◆ Texte à lire ◆
# # # # #
Le constat est que les Palestiniens sont condamnés quelles que soient les formes de luttes qu’ils prônent. Toucher des cibles militaires, ce qui est autorisé par le Droit international ? Ils sont violents ! Manifester pacifiquement ? Ils sont attaqués et s’ils répliquent un doute existe, ne serait- ce pas eux qui ont commencé ? Même la résistance populaire non violente est criminalisée ! Appel au BDS ? On condamne l’action ! Ils se soumettent à la justice internationale (CPI) ? La Cour ne serait pas compétente car l’État de Palestine n’existe pas ! Les USA présentent un « deal » inacceptable ? Le reste du monde reste spectateur ! Ainsi, les Palestiniens ne sont pas jugés comme le reste du monde… Et le défaut de volonté politique des pays crée un problème majeur, « suite d’un soutien actif ou d’une négligence malveillante de nombreux pays du monde industrialisé » [1].
# # # # #
◆ Données recueillies ◆
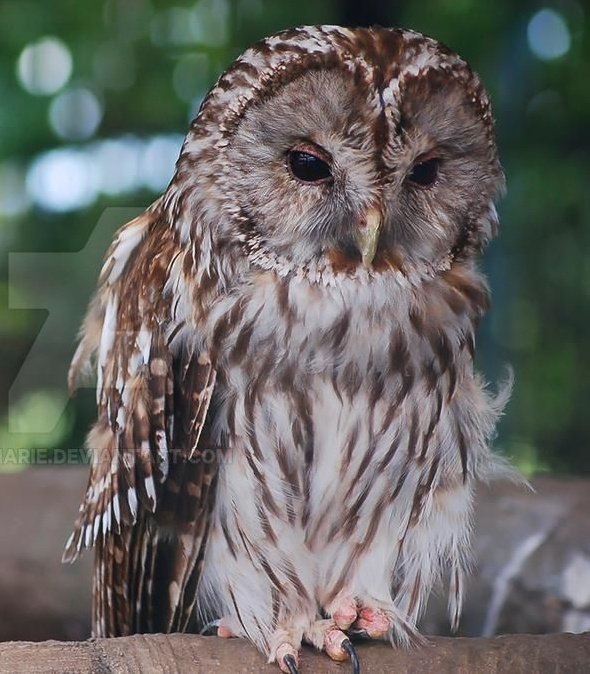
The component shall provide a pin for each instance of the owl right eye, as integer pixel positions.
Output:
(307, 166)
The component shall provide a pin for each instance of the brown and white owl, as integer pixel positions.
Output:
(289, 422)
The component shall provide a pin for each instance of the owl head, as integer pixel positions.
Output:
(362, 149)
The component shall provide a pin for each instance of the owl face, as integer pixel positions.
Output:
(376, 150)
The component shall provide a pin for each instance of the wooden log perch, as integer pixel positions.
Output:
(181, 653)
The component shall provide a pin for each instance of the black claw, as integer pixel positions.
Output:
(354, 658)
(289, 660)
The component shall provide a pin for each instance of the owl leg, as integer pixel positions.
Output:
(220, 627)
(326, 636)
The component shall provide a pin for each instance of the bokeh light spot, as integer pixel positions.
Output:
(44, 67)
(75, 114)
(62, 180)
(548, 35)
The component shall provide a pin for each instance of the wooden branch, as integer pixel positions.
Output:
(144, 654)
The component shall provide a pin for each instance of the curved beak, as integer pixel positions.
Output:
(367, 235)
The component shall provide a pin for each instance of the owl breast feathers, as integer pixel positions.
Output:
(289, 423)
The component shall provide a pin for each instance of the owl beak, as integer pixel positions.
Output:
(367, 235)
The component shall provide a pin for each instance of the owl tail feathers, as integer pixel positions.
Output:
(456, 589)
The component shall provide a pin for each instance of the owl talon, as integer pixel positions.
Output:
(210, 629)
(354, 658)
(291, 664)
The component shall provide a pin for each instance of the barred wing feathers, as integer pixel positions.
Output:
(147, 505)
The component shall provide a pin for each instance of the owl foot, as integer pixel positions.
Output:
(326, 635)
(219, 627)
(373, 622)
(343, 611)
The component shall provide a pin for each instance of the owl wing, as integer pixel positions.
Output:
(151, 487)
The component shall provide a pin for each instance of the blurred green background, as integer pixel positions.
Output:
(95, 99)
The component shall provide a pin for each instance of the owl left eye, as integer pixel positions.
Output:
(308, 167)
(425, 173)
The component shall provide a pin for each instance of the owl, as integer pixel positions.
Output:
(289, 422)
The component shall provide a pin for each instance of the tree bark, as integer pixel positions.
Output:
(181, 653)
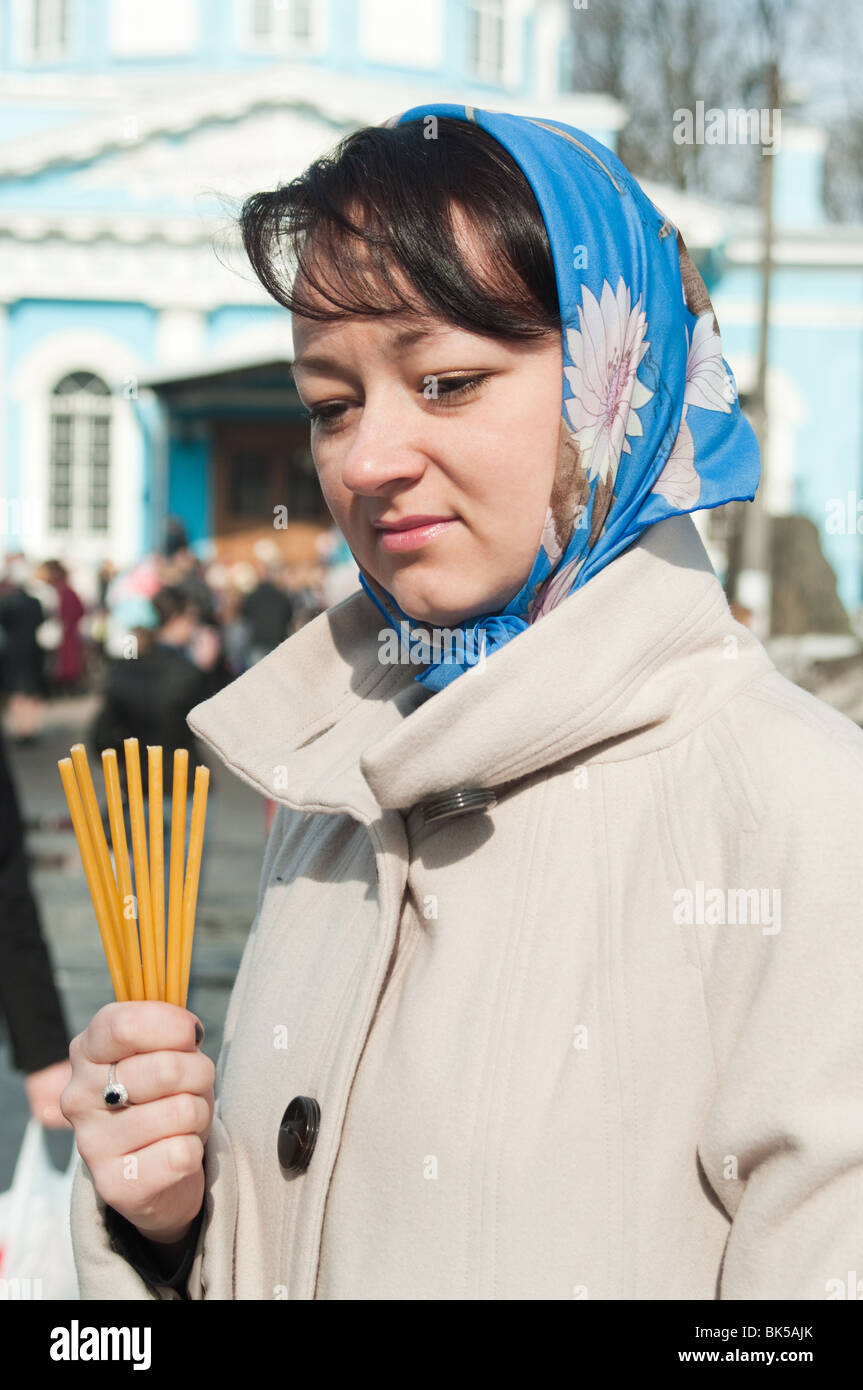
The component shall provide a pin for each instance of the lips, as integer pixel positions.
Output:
# # # # #
◆ Consigne 1 ◆
D'après le texte sur les luttes des Palestiniens, pour quelle raison la Cour ne serait-elle pas compétente ?
◆ Consigne 2 ◆
Indiquez si chacune de ces affirmations s'accorde avec le texte sur les luttes des Palestiniens, en citant les mots qui tranchent. (a) Toucher des cibles militaires est autorisé par le droit international. (b) La résistance populaire non violente échappe à la criminalisation. (c) Face au « deal » des USA, le reste du monde réagit activement.
◆ Consigne 3 ◆
Poursuivez le texte sur les luttes des Palestiniens à partir de sa dernière phrase.
Ces données ne sont pas utiles ici.

◆ Réponse 1 ◆
Parce que l'État de Palestine n'existe pas.

◆ Réponse 2 ◆
(a) Oui : « Toucher des cibles militaires, ce qui est autorisé par le Droit international ? »
(b) Non : « Même la résistance populaire non violente est criminalisée ! »
(c) Non : « Le reste du monde reste spectateur ! »

◆ Réponse 3 ◆
Pour Majed, la première chose à faire « est de défier cette absurdité et dire les choses telles qu’elles sont. Briser le tabou de l’exceptionnalisme autour d’Israël ». L’impunité d’Israël est à la source de la poursuite des violations commises contre les Palestiniens. Aucun des responsables israéliens de la Nakba n’a été jugé. Aucune mesure pour juger les crimes commis contre les Palestiniens. « Les simples condamnations des violations par la communauté internationale ne sont pas des solutions ou des actions susceptibles de mettre fin aux crimes d’apartheid, mais un soutien à ces politiques » pense Nada.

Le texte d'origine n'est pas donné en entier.